═════ 提示文

結果的にマンガのイメージが崩れて無いということでしょうか・・・

しかし、このマンガが好きな人は、ホントに実写で見たかったんですか?

私も、「マンガ」を愛するものの一人です。
でもマンガのいいところって、線画という少ない情報量のビジュアル・イメージで描かれているトコロにあると思うんです。
線画で描かれると、フィクション=虚構だという事がハッキリしていますので、荒唐無稽の内容でも、受け手もそういう世界なんだと納得して読んでしまいますよね。
そもそも無からイメージを構築する「マンガ」とは、空想世界を描き出す「ファンタジー」の物語様式を必然的に持ってるんじゃないでしょうか?
その「マンガ世界」のイメージを元に、見る方は無意識のうちに元の情報に補足して一人一人「想像上のリアリティ」を作り上ると思うんです。
そいう風に自分だけのマンガ=「ファンタジー世界」が心の中に出来るのが、マンガのダイゴミじゃないですか?

══════════

*課題*
提示文は、マンガのいいところがどこにあると述べているか。

═════ 資料

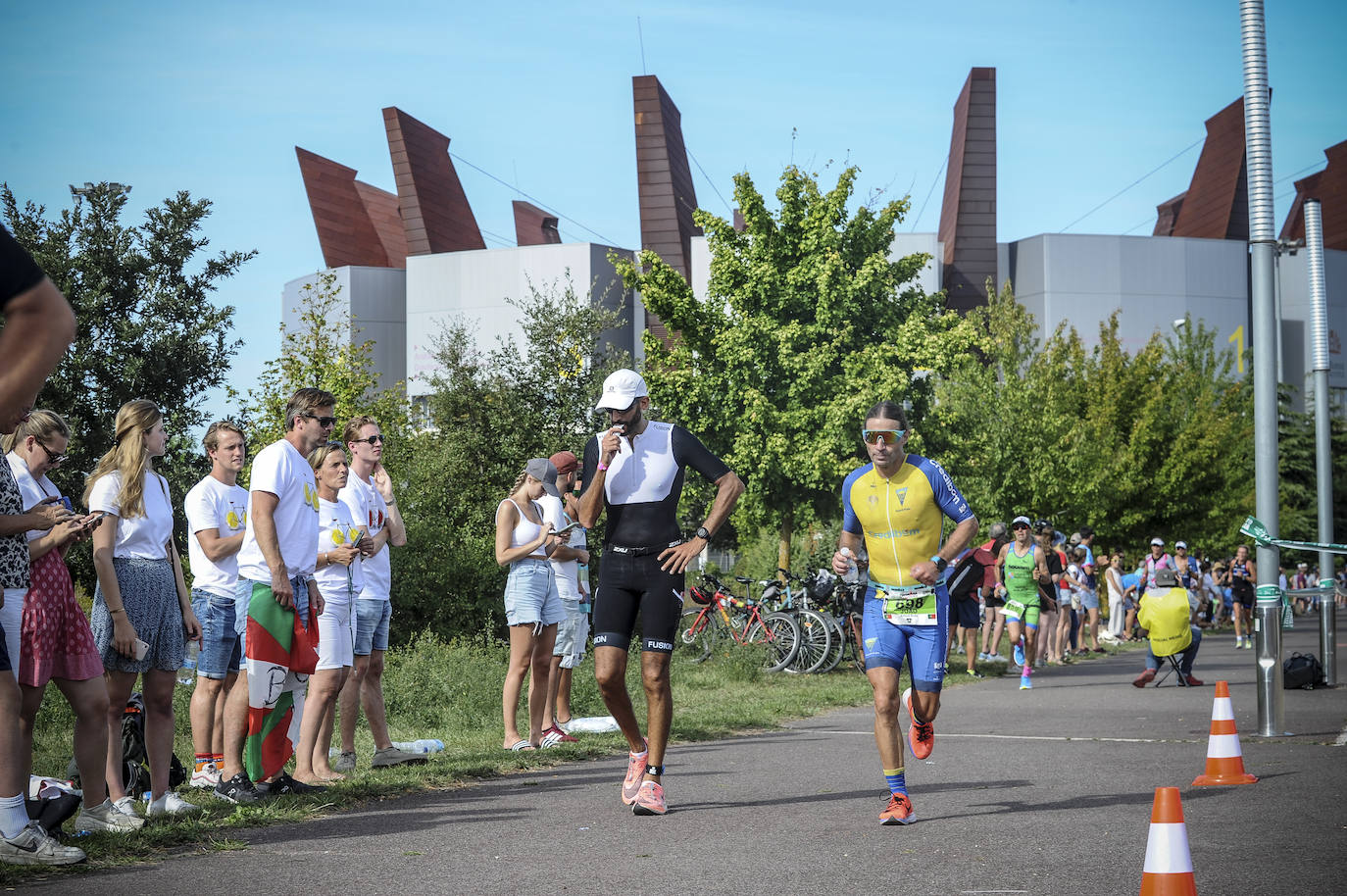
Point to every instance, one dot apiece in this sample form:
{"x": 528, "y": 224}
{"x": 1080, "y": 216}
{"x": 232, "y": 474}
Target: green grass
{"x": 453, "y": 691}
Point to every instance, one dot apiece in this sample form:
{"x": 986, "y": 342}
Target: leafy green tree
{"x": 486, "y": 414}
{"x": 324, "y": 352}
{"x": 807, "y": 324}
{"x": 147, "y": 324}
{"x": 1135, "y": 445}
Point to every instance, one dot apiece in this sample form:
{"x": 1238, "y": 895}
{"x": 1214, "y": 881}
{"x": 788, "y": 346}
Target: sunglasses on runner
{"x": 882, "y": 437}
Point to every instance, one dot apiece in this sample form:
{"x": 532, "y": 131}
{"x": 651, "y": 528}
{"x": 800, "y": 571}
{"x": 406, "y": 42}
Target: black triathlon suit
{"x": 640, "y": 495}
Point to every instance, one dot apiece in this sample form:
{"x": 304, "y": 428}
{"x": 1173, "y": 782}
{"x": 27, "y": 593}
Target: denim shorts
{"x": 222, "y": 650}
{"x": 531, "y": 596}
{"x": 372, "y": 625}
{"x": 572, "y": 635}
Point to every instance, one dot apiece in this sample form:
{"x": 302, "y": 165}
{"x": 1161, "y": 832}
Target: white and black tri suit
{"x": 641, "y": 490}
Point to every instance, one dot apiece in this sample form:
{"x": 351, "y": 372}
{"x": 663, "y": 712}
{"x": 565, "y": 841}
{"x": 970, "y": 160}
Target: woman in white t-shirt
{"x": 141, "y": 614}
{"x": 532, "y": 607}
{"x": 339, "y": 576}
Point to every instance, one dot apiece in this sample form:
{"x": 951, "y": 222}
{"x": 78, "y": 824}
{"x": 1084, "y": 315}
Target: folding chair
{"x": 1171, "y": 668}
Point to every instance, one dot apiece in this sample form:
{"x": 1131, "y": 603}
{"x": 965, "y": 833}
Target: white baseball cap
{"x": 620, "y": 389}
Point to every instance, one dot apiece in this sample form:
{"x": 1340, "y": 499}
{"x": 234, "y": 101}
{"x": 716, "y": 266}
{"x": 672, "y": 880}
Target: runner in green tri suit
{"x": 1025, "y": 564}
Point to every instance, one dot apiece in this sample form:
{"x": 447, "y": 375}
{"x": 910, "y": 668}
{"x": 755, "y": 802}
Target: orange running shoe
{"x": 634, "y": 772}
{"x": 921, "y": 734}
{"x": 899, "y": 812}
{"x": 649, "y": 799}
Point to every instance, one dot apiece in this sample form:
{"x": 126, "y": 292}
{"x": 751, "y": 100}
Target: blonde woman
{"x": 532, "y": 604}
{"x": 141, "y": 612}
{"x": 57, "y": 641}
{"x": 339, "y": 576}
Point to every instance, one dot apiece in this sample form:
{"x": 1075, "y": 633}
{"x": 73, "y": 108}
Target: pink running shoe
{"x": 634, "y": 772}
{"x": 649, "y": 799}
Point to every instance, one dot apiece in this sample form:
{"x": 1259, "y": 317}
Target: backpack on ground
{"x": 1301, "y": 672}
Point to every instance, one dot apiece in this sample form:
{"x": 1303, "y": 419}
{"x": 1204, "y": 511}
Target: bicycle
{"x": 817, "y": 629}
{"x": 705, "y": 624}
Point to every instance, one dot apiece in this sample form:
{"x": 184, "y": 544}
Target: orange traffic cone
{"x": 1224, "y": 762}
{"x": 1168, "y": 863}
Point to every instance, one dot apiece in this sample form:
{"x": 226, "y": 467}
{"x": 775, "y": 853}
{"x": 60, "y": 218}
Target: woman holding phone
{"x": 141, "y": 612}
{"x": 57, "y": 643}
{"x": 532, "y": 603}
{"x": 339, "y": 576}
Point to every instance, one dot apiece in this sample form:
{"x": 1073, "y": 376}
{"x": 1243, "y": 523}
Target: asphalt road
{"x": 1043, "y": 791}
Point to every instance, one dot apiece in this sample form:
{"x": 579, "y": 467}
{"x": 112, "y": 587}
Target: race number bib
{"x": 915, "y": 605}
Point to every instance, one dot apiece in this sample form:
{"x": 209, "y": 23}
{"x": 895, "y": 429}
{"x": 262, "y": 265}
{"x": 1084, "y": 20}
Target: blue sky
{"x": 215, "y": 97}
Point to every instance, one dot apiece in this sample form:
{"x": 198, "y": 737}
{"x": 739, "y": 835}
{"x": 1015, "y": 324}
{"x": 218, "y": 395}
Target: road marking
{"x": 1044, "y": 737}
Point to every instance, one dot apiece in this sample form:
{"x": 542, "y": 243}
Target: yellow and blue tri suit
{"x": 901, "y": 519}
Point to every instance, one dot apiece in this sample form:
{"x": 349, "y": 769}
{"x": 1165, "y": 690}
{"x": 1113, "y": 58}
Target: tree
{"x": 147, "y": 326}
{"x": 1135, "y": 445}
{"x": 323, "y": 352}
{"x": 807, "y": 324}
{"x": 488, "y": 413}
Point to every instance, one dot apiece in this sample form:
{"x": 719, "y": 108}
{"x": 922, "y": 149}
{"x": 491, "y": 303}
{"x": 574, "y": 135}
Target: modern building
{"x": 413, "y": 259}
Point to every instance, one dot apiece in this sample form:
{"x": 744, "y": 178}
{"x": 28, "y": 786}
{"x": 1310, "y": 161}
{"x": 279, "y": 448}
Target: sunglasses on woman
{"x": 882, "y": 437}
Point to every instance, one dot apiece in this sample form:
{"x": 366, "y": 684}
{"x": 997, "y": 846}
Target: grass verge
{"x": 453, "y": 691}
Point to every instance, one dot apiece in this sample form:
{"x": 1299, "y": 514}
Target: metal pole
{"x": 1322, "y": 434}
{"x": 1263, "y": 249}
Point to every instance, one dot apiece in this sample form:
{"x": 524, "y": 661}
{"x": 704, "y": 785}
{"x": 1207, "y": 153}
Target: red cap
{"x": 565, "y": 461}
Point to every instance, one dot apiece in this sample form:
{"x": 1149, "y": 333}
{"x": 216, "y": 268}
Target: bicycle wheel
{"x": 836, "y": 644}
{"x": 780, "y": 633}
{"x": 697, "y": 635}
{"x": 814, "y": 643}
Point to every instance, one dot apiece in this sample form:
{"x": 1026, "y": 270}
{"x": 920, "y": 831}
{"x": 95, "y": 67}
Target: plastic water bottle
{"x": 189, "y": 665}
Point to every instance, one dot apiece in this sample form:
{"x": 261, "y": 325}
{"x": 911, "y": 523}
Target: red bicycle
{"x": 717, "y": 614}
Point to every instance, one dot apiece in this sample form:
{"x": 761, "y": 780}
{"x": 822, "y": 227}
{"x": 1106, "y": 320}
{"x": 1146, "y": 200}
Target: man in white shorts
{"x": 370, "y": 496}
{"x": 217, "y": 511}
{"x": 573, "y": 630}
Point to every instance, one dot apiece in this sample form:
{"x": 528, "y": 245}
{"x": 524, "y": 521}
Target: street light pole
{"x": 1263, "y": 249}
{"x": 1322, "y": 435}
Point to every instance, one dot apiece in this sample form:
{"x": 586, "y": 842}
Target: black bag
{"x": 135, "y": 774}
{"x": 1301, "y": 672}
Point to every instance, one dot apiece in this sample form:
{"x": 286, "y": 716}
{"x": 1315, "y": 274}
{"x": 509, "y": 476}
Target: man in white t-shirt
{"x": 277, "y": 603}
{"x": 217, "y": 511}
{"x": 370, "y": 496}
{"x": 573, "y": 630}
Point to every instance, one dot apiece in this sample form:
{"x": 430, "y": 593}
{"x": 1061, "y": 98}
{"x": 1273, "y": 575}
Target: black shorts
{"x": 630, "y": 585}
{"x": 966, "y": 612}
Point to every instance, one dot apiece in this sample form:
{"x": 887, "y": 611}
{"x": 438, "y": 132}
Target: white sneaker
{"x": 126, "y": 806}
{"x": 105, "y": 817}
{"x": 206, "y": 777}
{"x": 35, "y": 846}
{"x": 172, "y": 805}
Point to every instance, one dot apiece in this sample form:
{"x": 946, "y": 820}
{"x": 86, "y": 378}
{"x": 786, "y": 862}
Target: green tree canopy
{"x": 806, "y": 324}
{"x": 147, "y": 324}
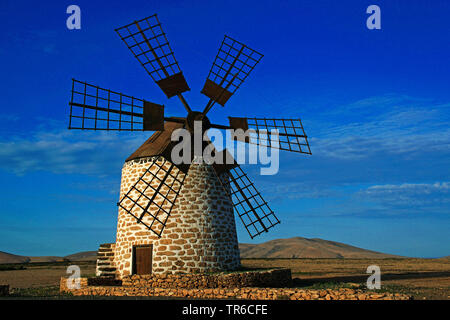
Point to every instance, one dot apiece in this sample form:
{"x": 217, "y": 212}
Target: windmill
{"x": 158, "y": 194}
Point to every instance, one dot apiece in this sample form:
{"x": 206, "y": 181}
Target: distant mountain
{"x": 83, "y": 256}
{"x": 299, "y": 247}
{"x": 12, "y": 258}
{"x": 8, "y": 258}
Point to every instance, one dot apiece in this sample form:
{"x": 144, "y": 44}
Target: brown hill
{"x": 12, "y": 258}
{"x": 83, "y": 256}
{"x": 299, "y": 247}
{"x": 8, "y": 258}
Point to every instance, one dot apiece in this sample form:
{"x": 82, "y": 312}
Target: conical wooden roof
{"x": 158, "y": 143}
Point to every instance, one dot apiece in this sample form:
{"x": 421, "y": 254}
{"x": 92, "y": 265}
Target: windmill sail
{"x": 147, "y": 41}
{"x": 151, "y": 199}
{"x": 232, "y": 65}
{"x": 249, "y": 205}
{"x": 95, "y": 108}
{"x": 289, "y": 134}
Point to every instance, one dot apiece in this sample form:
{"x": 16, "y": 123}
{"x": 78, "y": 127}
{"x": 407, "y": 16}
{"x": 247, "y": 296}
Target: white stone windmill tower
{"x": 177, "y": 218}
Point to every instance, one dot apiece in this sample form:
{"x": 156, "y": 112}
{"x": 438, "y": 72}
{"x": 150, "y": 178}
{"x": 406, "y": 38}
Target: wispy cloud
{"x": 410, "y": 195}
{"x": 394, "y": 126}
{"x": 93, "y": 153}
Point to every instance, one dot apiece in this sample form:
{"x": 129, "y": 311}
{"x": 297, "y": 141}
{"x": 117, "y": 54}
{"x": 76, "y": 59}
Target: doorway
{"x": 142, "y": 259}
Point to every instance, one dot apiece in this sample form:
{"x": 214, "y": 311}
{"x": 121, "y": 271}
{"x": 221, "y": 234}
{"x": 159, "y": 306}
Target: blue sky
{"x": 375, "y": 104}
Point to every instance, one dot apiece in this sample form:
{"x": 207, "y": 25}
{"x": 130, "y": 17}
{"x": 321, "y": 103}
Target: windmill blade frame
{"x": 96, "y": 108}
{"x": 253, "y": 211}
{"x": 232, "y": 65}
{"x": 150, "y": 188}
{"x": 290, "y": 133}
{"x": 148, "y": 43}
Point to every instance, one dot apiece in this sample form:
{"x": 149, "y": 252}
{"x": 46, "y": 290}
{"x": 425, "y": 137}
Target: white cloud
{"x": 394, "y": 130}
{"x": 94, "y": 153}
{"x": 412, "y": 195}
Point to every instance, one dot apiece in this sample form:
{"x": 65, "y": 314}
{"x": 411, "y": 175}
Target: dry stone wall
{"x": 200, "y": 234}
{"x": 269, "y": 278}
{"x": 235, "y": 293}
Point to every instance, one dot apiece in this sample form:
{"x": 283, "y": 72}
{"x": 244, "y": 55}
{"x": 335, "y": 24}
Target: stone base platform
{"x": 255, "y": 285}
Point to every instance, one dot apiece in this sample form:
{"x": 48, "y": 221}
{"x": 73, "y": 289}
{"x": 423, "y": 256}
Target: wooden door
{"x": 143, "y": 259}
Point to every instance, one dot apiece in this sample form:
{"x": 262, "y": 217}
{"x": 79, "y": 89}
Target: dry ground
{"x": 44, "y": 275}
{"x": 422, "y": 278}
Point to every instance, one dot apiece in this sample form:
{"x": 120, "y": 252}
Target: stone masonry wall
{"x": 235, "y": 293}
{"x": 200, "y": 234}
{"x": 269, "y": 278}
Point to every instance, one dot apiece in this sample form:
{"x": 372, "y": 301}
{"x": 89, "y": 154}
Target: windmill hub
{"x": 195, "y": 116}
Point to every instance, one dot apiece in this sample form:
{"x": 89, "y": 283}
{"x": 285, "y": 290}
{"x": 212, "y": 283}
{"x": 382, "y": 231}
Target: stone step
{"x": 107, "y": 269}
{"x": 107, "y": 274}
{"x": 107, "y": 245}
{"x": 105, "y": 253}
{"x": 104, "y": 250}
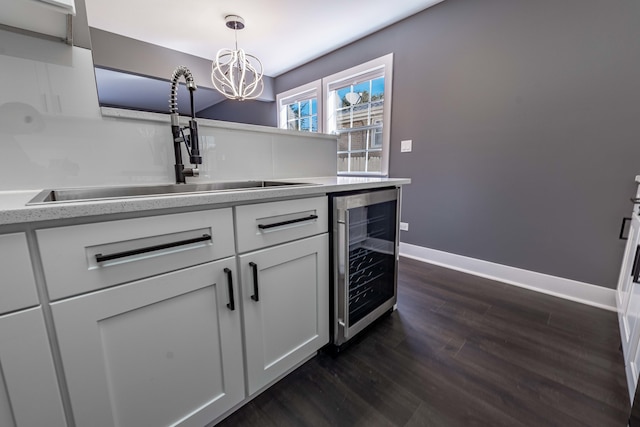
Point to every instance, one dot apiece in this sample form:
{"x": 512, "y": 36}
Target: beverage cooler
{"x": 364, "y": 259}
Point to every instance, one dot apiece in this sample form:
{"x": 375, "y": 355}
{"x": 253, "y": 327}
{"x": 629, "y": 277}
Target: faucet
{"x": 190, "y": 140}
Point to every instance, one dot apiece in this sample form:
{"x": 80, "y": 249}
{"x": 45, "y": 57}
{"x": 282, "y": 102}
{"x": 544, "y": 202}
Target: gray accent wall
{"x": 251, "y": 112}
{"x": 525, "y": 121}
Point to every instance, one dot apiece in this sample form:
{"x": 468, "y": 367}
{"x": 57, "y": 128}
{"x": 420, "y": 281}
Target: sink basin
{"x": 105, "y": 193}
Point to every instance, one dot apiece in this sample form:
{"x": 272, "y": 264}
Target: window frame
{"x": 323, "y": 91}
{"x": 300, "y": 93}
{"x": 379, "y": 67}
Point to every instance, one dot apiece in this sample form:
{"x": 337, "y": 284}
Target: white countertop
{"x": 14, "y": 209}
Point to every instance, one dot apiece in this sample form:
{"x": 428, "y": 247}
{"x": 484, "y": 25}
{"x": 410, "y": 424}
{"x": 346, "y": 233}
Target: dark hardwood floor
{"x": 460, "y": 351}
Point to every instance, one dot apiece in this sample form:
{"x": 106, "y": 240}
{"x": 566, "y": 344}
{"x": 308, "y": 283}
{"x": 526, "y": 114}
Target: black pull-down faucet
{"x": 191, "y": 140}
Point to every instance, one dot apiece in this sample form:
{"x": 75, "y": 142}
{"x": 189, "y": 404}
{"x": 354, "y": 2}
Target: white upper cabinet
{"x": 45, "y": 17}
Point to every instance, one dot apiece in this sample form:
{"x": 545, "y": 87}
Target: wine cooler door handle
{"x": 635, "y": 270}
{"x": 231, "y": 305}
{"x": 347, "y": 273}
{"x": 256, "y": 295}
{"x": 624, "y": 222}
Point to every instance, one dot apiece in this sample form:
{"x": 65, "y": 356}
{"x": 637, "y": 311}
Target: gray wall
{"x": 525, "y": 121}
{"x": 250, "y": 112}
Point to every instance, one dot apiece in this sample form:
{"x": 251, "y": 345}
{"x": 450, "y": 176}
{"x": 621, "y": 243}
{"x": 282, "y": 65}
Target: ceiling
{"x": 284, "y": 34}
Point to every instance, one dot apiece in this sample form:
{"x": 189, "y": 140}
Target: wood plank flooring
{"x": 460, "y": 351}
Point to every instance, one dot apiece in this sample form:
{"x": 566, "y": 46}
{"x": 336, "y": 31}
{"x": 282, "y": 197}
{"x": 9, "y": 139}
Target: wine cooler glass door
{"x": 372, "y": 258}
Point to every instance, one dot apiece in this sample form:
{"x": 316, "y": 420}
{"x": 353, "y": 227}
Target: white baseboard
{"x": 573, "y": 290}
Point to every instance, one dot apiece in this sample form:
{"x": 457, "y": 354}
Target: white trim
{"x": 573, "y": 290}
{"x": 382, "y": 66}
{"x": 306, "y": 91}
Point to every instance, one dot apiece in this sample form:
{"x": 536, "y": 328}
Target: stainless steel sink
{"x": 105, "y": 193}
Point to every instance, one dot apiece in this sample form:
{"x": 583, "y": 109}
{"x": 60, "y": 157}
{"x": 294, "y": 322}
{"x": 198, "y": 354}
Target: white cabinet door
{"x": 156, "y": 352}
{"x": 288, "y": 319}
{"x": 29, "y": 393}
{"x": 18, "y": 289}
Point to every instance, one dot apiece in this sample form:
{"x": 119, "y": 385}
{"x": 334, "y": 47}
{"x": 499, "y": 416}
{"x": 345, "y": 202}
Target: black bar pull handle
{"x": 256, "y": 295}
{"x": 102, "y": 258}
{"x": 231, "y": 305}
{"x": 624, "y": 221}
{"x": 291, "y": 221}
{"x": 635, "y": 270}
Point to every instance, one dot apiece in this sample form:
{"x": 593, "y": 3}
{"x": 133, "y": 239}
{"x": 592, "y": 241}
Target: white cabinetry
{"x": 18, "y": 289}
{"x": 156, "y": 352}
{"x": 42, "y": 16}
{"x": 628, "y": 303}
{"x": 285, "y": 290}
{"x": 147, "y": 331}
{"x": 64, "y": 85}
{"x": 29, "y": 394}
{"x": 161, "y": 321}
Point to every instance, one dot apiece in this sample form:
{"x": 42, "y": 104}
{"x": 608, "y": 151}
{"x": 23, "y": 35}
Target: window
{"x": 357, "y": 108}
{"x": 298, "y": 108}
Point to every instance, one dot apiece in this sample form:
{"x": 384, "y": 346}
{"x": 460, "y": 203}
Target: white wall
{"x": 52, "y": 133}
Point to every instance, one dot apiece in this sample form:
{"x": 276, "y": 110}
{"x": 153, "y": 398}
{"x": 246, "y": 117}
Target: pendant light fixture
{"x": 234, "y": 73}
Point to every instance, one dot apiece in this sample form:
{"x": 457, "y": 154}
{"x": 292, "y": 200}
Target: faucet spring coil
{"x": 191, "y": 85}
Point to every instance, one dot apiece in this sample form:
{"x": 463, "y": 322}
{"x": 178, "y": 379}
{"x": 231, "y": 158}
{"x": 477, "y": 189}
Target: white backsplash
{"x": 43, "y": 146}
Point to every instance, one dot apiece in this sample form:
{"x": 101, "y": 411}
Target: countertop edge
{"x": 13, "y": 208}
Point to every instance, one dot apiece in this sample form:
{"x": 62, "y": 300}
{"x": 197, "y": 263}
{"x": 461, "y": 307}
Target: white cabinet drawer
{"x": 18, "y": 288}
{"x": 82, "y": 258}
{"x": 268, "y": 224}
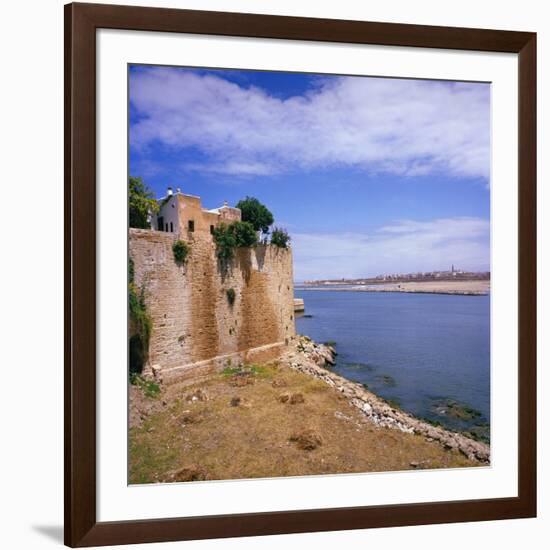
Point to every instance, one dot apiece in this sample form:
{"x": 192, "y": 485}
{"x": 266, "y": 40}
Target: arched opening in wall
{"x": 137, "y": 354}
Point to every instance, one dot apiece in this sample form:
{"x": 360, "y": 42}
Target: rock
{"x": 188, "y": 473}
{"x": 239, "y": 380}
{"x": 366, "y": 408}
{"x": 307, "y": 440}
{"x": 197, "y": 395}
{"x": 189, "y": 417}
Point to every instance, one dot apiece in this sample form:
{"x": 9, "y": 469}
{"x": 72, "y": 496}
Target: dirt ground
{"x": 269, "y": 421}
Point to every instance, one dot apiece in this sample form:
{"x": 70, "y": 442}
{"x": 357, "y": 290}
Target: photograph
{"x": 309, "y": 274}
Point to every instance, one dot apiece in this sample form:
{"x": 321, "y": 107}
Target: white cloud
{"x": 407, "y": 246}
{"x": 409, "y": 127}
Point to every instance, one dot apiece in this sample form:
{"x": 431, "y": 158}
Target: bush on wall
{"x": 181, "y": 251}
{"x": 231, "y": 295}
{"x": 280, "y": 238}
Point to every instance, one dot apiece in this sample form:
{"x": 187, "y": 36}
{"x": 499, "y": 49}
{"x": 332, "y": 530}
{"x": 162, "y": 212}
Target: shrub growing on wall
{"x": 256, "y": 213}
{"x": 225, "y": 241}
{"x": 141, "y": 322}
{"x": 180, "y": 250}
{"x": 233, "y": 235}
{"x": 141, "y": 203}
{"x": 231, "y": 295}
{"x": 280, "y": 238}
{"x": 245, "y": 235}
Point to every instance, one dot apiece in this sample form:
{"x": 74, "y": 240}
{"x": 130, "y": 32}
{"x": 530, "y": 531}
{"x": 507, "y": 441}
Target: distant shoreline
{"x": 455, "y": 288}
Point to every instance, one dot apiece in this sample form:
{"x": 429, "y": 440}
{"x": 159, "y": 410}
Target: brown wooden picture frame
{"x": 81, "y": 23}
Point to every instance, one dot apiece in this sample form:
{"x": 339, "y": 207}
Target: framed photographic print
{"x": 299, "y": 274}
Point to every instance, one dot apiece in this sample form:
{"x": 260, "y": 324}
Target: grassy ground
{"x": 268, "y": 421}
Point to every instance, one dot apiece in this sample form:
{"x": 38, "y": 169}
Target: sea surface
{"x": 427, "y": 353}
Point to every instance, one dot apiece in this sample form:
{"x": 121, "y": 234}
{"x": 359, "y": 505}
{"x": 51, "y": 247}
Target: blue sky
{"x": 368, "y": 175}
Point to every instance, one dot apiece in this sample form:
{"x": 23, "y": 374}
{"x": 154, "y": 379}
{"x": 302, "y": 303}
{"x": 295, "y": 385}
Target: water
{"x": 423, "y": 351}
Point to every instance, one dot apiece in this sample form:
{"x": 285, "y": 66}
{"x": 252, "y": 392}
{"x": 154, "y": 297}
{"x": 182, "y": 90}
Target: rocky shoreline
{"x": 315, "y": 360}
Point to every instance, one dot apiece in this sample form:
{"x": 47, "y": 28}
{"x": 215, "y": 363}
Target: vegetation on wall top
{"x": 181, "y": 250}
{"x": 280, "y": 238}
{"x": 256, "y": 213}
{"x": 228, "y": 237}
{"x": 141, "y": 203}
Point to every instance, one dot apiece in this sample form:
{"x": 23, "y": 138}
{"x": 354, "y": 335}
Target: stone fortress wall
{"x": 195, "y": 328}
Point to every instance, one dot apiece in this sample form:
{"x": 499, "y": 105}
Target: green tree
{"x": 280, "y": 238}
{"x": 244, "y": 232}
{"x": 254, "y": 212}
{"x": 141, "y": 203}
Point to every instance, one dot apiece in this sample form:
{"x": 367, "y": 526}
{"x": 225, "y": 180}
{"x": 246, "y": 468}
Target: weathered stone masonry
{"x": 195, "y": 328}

══════════

*回答*
線画という少ない情報量のビジュアル・イメージで描かれているところにある。